**EXERCISE PROMPT:** Rewrite every line of the records, starting at the line that contains "The component shall return one point per instance of the rising" and continuing through the end of the records. Offset each coordinate in the answers by adding 33 to it.
──────
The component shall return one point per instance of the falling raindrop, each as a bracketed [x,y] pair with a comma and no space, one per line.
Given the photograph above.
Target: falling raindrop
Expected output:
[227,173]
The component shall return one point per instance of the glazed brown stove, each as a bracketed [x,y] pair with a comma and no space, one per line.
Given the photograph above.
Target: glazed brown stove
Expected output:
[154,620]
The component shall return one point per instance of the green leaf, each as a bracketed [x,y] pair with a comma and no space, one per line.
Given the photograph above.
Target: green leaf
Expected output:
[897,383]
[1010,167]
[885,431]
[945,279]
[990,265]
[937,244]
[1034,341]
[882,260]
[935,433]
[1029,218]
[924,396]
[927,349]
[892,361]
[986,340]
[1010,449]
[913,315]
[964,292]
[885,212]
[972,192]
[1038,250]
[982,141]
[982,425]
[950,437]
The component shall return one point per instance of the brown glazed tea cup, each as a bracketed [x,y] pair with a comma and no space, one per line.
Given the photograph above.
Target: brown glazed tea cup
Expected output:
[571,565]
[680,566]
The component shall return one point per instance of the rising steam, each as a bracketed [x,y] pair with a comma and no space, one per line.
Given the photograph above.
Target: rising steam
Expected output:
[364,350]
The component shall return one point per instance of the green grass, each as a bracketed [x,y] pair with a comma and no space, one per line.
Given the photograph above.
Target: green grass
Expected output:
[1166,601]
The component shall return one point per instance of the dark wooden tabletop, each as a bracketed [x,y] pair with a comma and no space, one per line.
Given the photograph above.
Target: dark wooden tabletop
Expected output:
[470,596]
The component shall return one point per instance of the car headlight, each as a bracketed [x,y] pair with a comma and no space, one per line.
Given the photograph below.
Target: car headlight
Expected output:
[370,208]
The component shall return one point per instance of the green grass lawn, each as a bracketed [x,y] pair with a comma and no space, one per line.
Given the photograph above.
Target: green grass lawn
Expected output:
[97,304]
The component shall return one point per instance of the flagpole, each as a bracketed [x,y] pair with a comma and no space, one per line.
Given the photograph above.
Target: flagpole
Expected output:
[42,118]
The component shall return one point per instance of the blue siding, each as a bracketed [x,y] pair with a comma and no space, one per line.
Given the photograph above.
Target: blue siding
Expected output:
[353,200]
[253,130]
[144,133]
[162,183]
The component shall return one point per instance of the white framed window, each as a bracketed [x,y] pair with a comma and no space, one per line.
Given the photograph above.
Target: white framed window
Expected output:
──────
**THE ANSWER:**
The component shall return one point per instance of the rising steam, each as a bracketed [x,y] pair with a comma and no space, one per line.
Given the photograph above.
Target: rising steam
Expected output:
[397,383]
The component shall return one point per instance of the green grass, each as a bracketed [x,y] pair with a comma and no space, one per line.
Given the photograph above.
Target: green grass
Expected output:
[1199,634]
The component shall return one point per instance of the dark wooden tabletop, each as a bracketed [x,y] pair with a comma and no space, one per line.
Given the photograph above.
Target: dark wooden tabletop
Expected output:
[503,629]
The component shall return one point per instance of the car headlight, each as a bracketed [x,y] pair with a comma and no space, one per line.
Given the photograph below.
Target: car headlight
Expected output:
[403,241]
The component shall return one point per instance of the green grass lawn, each as a bracketed [x,y] pair with a comma and no space, one per line.
Given the photograph above.
Target: green grass lawn
Expected output:
[130,337]
The component shall return one point per instance of the flagpole, each as a bracketed [x,y] pair with a comma and no space, one per line.
Given the photograph above.
Target: flagpole
Expected output:
[75,151]
The component shall return one point per instance of the blue siding, each as a bracketed [x,y] pair with a comma and no space, one per line.
Given the photograph above.
Target: blue siding
Expected output:
[386,233]
[286,163]
[177,166]
[195,216]
The component shall return one point per instance of the white framed window, each as a bracketed [x,y] pair with a comma and no space, one per line.
Given the photograph above.
Target: white framed window
Expected output:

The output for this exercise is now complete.